What to produce:
Format every line of the rows below as a JSON list of strings, one string per line, with blank lines and the picture left out.

Dataset excerpts:
_ _ _ _

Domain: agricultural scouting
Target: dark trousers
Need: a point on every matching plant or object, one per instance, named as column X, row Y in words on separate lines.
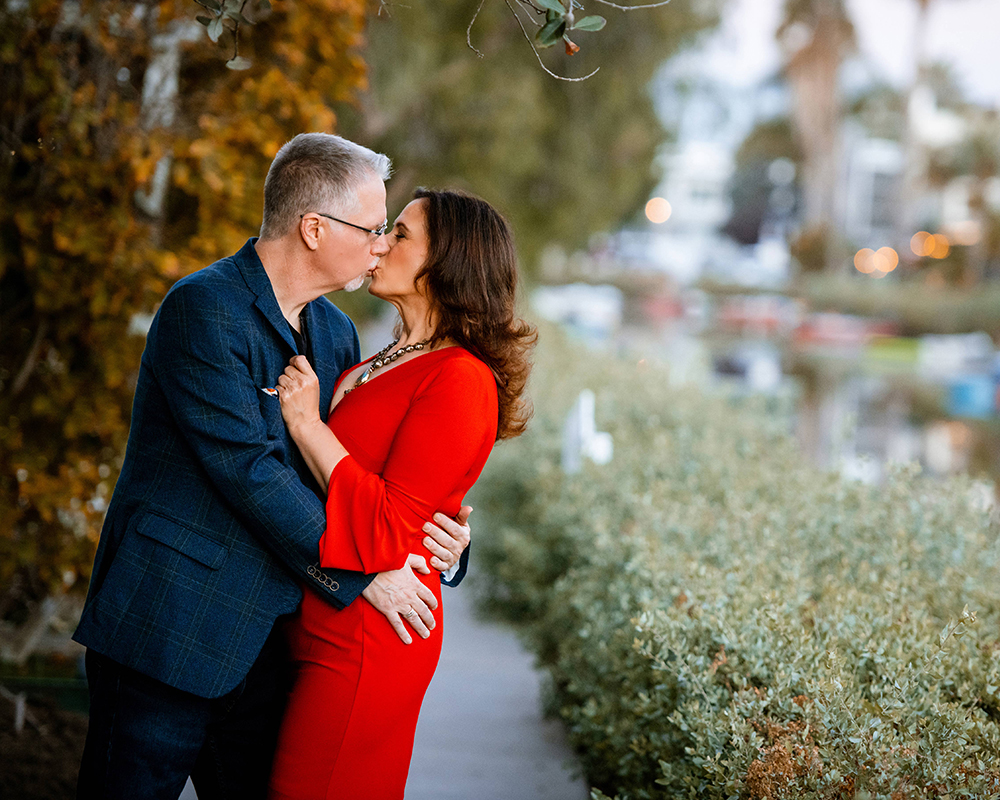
column 145, row 738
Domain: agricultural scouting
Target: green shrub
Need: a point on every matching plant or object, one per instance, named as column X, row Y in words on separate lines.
column 721, row 620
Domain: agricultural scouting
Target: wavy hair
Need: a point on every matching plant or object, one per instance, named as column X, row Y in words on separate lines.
column 471, row 274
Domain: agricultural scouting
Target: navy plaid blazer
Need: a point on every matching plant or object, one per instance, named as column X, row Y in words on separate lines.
column 215, row 519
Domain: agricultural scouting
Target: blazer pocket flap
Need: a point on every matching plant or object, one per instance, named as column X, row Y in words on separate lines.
column 184, row 540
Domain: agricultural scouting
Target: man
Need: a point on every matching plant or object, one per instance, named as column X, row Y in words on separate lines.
column 215, row 520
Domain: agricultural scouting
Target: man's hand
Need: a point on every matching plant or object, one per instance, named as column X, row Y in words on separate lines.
column 400, row 595
column 447, row 542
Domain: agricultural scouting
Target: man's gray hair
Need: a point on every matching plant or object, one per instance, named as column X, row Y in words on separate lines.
column 316, row 172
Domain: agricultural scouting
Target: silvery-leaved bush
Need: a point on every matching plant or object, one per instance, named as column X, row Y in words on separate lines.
column 721, row 620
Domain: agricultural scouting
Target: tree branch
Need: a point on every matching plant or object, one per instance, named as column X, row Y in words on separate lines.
column 468, row 31
column 633, row 8
column 531, row 44
column 31, row 361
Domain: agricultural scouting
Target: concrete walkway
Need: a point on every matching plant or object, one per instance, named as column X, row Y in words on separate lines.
column 481, row 735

_ _ _ _

Exercise output:
[
  "Domain: agricultural scouting",
  "Target: dark trousers",
  "Need: a point on every matching plant or object, one per instance, named as column X, row Y in words on separate lines.",
  "column 145, row 738",
  "Domain: agricultural scouting",
  "Target: green shrub",
  "Need: a point on every matching plant or object, one per instance, named as column X, row Y in words on separate lines.",
  "column 721, row 620",
  "Domain: agricultural scouting",
  "Target: wavy hair",
  "Need: a point on every matching plant or object, one per instance, named as column X, row Y in words on separate lines.",
  "column 471, row 274",
  "Domain: agricultural scouting",
  "Target: navy plaid blazer",
  "Need: a point on every matching plant or object, one per instance, named as column X, row Y in words on separate lines.",
  "column 215, row 519",
  "Domain: agricultural scouting",
  "Target: blazer pocket flap",
  "Need: a point on every matching plant or object, one per instance, named as column X, row Y in words on separate lines.",
  "column 184, row 540",
  "Domain: agricultural scouting",
  "Target: man",
  "Need: a point on every matching plant or object, one per instance, named as column X, row Y in words on separate lines.",
  "column 215, row 520",
  "Domain: agricultural scouting",
  "Target: man's hand",
  "Need: a point on every matching plant or object, one per instance, named as column X, row Y in words on separate lines.",
  "column 400, row 595",
  "column 447, row 542",
  "Domain: agricultural scouting",
  "Target: man's gray hair",
  "Need: a point on every matching plant or object, one per instance, named as column X, row Y in words on separate lines.",
  "column 316, row 172",
  "Domain: agricultural scouting",
  "Target: silvery-leaved bush",
  "Need: a point on every matching plant or object, one per instance, named as column X, row Y in words on separate lines.",
  "column 721, row 620",
  "Domain: agricultural scouting",
  "Target: tree branch",
  "Need: a point on every matching plant or object, one per instance, named as column X, row Y in words on separate lines.",
  "column 468, row 31",
  "column 633, row 8",
  "column 531, row 44",
  "column 31, row 361",
  "Domain: agricultural scouting",
  "Target: concrete walkway",
  "Need: a point on every matching plant or object, one per instance, named as column X, row Y in words on separate lines.",
  "column 481, row 735"
]